▶ Prompt:
When a line in the listing contains the string "path", pick it out and copy it.

▶ Data to use:
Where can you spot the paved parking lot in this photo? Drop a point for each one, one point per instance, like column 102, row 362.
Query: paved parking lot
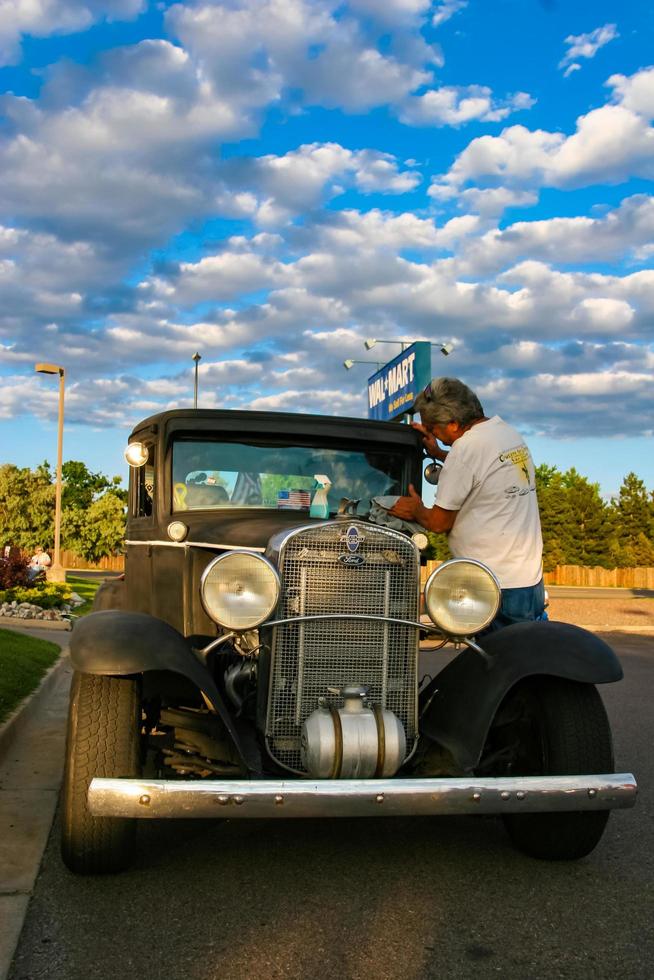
column 402, row 899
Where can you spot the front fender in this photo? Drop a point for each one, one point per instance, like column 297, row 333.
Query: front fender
column 470, row 689
column 118, row 643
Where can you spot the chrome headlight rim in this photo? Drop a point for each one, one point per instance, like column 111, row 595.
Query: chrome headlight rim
column 226, row 556
column 464, row 561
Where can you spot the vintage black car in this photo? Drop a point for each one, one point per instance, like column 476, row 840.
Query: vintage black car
column 260, row 662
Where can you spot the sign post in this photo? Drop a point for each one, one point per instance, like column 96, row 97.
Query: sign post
column 393, row 389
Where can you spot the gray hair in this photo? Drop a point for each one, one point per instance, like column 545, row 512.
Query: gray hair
column 448, row 400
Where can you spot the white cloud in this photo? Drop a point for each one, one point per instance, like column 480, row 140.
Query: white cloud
column 586, row 45
column 620, row 233
column 41, row 18
column 219, row 277
column 610, row 144
column 446, row 9
column 456, row 105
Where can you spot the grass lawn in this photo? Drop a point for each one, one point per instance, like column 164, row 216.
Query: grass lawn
column 24, row 659
column 86, row 589
column 23, row 662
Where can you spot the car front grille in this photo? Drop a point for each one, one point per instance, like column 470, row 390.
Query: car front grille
column 312, row 661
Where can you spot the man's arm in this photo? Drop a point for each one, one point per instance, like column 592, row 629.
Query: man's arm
column 435, row 518
column 430, row 443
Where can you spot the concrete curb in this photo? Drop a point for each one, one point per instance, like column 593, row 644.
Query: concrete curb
column 43, row 624
column 14, row 725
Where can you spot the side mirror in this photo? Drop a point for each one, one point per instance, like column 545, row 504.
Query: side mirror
column 433, row 472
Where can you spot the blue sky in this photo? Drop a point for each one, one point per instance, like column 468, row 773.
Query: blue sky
column 272, row 181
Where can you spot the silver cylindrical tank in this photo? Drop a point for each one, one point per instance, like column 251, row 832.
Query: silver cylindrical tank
column 353, row 742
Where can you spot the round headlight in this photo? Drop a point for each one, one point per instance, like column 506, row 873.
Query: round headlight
column 177, row 531
column 462, row 596
column 136, row 454
column 239, row 590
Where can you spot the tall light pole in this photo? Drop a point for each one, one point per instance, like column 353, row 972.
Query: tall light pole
column 56, row 573
column 197, row 358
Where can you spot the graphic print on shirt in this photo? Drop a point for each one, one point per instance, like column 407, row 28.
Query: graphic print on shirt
column 523, row 471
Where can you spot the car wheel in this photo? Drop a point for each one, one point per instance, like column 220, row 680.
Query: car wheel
column 103, row 739
column 551, row 726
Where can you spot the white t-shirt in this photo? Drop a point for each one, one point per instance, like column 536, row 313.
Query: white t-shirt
column 488, row 477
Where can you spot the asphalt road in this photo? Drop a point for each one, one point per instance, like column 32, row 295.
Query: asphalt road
column 401, row 899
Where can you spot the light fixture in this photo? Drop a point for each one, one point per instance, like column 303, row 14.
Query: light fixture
column 445, row 347
column 350, row 362
column 177, row 531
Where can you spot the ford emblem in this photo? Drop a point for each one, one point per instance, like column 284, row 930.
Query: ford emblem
column 352, row 561
column 353, row 538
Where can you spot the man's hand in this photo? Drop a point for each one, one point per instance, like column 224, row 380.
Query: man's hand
column 430, row 442
column 407, row 508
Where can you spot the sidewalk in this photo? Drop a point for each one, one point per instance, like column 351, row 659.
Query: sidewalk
column 31, row 765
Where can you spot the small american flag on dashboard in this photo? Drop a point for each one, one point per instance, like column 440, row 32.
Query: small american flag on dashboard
column 293, row 499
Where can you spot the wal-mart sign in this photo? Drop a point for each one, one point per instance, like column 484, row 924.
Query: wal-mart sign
column 393, row 389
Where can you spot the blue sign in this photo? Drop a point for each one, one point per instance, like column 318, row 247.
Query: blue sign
column 393, row 390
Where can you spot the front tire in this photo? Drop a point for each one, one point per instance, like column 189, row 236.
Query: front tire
column 103, row 739
column 551, row 726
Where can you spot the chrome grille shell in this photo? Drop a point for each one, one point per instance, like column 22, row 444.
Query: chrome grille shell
column 308, row 658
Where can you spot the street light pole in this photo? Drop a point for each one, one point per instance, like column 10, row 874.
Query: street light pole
column 197, row 358
column 56, row 573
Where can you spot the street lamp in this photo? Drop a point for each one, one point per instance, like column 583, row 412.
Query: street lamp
column 197, row 358
column 56, row 573
column 349, row 364
column 444, row 347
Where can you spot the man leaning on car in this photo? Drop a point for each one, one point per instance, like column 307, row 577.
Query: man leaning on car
column 486, row 498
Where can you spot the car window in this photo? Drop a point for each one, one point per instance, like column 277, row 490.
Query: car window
column 210, row 475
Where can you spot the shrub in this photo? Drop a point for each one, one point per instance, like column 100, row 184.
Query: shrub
column 14, row 570
column 51, row 595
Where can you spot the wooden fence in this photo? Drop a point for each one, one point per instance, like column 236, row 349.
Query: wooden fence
column 608, row 578
column 73, row 562
column 621, row 578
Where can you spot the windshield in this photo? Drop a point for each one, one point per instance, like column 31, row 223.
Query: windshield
column 208, row 475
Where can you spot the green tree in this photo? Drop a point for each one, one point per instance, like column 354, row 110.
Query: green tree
column 97, row 531
column 27, row 499
column 81, row 487
column 591, row 522
column 555, row 517
column 633, row 518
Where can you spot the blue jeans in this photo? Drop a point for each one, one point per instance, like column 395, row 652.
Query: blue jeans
column 519, row 606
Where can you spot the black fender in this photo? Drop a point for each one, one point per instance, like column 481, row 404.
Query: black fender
column 118, row 644
column 470, row 689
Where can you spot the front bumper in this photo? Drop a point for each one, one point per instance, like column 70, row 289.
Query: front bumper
column 268, row 798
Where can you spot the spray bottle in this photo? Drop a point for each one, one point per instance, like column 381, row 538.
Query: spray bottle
column 319, row 503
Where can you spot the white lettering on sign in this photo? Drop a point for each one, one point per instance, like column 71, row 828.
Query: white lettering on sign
column 399, row 376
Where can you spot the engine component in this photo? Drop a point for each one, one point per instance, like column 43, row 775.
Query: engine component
column 309, row 658
column 462, row 596
column 352, row 742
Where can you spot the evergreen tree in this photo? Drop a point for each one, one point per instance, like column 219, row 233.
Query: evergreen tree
column 555, row 517
column 633, row 518
column 591, row 524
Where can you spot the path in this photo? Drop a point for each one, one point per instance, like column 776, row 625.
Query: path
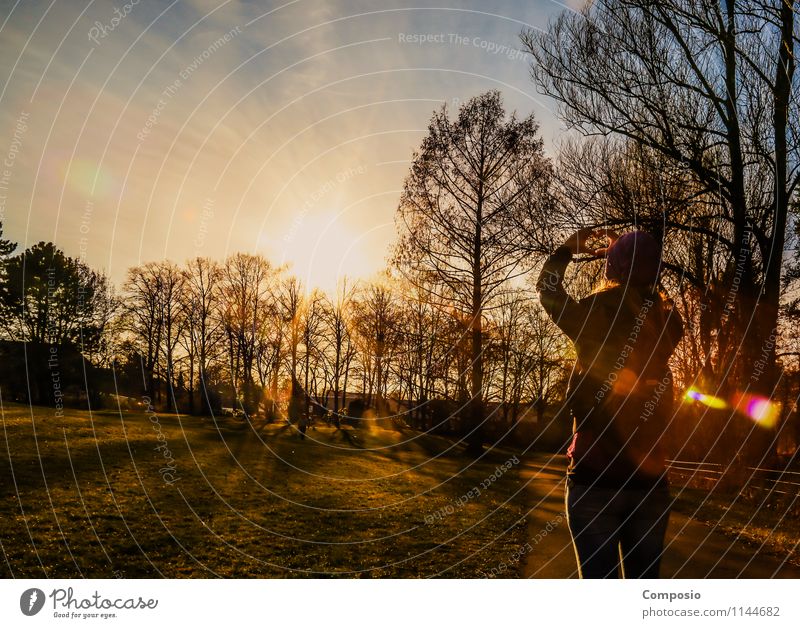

▶ Answer section:
Where can you spot the path in this photo? Drop a point for each one, one point per instance, like column 776, row 625.
Query: path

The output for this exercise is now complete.